For the kind of scholarship that I do as a critical theorist and occasional historian, a collection of anecdotes is more useful than a data set because anecdotes contain a lot more information.  I have the luxury of working with sources that are not randomized or anonymized.  Because this approach offends the axiom that "the plural of anecdote is not data" social scientists would conclude that people like me have no data at all.  They are largely correct; I have no measurable data I could separate from my own analysis.  To quantitative social scientists, therefore, critical theorists just string together a bunch of words signifying nothing; we are all LaCour.

I would accept the critique that I lack stable systems of measurement.  But this is not because my work is any less rigorous or precise than quantitative social science.  There are different measures for academic rigor because learning an academic discipline means deciding what sorts of things you are going to be imprecise about.  This is why I am not so sure about Brookman's assertion that "you let the data inform your views."  Professions of faith that the data tell their own story ignore the culturally specific choices that inform what counts as a datum in the first place.  Part of why LaCour was successful was because he was able to take advantage of uncritical beliefs that ignored how disciplinary knowledge is produced and authorized. But then again, I'm just making this up.


  1. Quite apart from the bogus data, Curtis gives us a really nice scientific critique of the methods of the study – namely he raises the methodological question of “validity” (Engler/Stausberg, 8): are the categories “gay” and “straight” empirically valid? What version of reality do they capture something about? Do the categories capture something about reality that the researchers intend, or do they have a naïve view of the nature of language and identity? These are scientific questions as much as they are questions implied by a humanist historian.

▶ INFORMATION GIVEN:
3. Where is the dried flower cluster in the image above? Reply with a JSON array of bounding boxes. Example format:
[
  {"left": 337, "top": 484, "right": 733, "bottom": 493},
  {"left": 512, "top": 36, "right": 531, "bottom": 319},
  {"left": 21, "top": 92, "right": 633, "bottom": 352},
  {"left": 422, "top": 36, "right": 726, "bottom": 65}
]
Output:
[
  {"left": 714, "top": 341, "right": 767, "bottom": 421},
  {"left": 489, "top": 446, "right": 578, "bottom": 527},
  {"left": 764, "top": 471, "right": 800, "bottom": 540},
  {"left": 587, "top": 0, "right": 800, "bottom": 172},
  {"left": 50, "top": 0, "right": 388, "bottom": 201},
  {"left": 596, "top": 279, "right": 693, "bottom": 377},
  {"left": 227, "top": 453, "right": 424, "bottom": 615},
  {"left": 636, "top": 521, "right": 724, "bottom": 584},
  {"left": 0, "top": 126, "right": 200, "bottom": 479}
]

▶ REQUIRED WORK:
**A.** According to the passage on anecdotes and data, what makes a collection of anecdotes more useful than a data set for the writer's kind of scholarship?
**B.** Resume the passage on anecdotes and data, starting right after its last sentence.
The records have nothing to do with the passage on anecdotes and data.

▶ TASK RESULTS:
**A.** Anecdotes contain a lot more information.

**B.**
    In that sense, I disagree with what I take to be one of the conclusions Curtis draws. Both humanists (or post-humanists) and scientists think data is important. Virtuous methodologies from both sides of the academic spectrum will recognize that all data is constructed and that some constructions are better than others. Both should also recognize that constructions are real, or at least that some are more real than others. Of course,data informs the view of humanists. Humanists tend to shy away from quantitative data. I am not sure if this is a happy or unhappy accident or something more essential about the humanities. So humanist use different type of data to “inform their views.” The problem is when either “side” does not recognize the constructedness of the data. Both “sides” have standards of truth-telling. The disagreement is sometimes about whose standards are better, and this is perhaps where Curtis comes in.

    (more later, I hope)

    1. I'm not sure if Gabe is saying that I'm saying that data are important or unimportant. In any case, I think data are important. What I'm interested in is the investment that Brookman, Green, and others have in the idea that quantitative data themselves (as opposed to who authorizes the data) are what convinces them to accept an argument. So they're the ones saying that data are real because they're not constructed. I think constructions are real. This is why I spend so much time analyzing textual evidence. But where I am different from the quantitative political scientists is that I think anecdotes are real too. Anecdotes are interesting to me because they have a lot more empirical information about the real world than do the kinds of data sets that LaCour and Green produce. After all, people who tell anecdotes often making super-empirical claims (ie., when someone says I know this because I say it with my own eyes). What interests me is how much empirical information has to be eliminated in order for something to be quantified. It is in the elimination of data, and not the gathering of data, that the datum takes shape.